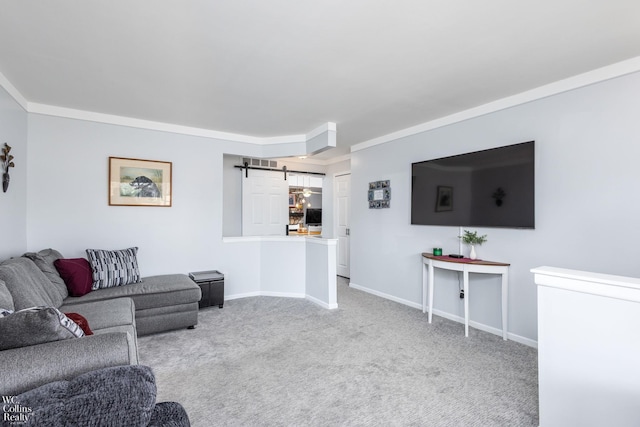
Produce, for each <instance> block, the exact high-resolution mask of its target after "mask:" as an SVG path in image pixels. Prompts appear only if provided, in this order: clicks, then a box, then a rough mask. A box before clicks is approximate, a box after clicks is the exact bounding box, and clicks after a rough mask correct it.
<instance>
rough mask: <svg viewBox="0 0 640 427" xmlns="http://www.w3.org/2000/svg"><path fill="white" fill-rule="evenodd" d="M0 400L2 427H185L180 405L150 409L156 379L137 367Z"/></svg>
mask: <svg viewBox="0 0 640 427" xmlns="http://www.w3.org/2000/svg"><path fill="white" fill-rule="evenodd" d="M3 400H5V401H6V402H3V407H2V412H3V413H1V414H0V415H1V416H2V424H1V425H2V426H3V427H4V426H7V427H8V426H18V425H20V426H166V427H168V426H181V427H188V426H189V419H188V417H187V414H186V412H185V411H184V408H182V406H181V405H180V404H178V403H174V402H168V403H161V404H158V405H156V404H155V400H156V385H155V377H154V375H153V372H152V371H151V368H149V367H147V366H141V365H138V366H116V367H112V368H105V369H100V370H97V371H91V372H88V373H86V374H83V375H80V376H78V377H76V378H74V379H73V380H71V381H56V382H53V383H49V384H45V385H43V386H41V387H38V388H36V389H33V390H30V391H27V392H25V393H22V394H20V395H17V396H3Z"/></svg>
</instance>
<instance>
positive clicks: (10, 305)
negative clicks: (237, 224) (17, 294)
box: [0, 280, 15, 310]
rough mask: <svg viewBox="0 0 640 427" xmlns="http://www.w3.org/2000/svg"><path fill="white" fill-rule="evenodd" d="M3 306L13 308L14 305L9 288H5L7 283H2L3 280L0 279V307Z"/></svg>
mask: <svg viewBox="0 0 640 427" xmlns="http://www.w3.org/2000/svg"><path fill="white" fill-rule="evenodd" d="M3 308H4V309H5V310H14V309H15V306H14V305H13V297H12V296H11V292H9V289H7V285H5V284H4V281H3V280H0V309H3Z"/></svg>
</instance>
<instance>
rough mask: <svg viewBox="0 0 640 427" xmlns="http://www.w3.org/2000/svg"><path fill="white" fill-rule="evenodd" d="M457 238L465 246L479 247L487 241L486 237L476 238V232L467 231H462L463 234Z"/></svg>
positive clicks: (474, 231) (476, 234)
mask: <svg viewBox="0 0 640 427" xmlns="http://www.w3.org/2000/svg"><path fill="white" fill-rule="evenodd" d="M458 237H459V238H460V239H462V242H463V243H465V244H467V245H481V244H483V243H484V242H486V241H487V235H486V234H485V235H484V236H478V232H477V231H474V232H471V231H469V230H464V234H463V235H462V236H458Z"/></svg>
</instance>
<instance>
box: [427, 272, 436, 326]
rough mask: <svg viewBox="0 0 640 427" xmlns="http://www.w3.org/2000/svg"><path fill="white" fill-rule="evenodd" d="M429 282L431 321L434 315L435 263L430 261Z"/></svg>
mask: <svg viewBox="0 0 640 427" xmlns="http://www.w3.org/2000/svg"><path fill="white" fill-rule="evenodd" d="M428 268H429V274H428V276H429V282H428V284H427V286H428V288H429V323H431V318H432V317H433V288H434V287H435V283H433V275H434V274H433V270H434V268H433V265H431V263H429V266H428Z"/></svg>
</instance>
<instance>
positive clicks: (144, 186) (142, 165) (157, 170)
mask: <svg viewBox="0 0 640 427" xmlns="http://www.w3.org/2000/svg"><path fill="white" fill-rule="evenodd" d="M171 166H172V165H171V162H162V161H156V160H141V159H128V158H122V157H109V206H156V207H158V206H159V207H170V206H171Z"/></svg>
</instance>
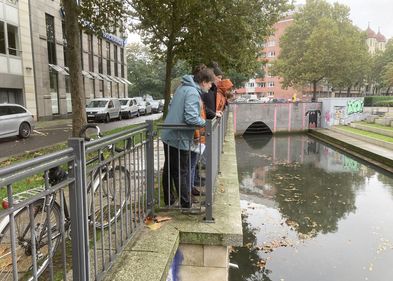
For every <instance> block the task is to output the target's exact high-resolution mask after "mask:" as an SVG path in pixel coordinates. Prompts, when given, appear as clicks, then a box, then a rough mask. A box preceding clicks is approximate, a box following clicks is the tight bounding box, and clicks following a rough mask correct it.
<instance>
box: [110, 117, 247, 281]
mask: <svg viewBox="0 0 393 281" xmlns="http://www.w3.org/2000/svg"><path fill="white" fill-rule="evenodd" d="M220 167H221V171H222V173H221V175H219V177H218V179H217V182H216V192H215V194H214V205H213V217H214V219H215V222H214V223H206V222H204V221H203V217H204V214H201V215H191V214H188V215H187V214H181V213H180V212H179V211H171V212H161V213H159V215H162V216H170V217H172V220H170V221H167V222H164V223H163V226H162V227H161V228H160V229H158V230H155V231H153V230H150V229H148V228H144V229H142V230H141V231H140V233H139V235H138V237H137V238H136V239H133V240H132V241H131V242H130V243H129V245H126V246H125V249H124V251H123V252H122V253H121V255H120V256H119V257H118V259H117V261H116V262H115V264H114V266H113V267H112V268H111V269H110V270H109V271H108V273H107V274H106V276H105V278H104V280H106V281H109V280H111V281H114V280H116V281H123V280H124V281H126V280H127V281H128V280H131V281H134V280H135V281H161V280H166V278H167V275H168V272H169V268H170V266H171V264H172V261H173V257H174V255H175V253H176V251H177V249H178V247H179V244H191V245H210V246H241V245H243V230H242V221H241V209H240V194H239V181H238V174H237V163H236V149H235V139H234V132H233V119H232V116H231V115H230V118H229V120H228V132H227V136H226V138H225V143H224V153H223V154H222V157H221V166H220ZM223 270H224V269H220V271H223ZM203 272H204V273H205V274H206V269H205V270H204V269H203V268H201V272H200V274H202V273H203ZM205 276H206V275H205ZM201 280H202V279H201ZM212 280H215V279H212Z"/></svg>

#### Task goal:
The lines above from the one containing "400L2 427H185L180 405L150" through the one containing "box: [0, 280, 15, 310]" are to be set down exactly, and no others.

#### Answer section:
rough mask: <svg viewBox="0 0 640 427" xmlns="http://www.w3.org/2000/svg"><path fill="white" fill-rule="evenodd" d="M0 400L2 427H185L180 405L150 409L156 379L137 367Z"/></svg>
mask: <svg viewBox="0 0 640 427" xmlns="http://www.w3.org/2000/svg"><path fill="white" fill-rule="evenodd" d="M3 400H5V401H6V402H3V407H2V412H3V413H1V414H0V415H1V416H2V424H1V425H2V426H3V427H4V426H7V427H8V426H18V425H20V426H166V427H168V426H181V427H188V426H189V419H188V417H187V414H186V412H185V411H184V408H182V406H181V405H180V404H178V403H174V402H168V403H161V404H158V405H156V404H155V400H156V385H155V377H154V375H153V372H152V371H151V368H149V367H147V366H141V365H138V366H116V367H112V368H105V369H100V370H97V371H91V372H88V373H86V374H83V375H80V376H78V377H76V378H74V379H73V380H71V381H56V382H53V383H49V384H45V385H43V386H41V387H38V388H36V389H33V390H30V391H27V392H25V393H22V394H20V395H17V396H3Z"/></svg>
</instance>
<instance>
positive clicks: (10, 305)
negative clicks: (237, 224) (17, 294)
box: [0, 280, 15, 310]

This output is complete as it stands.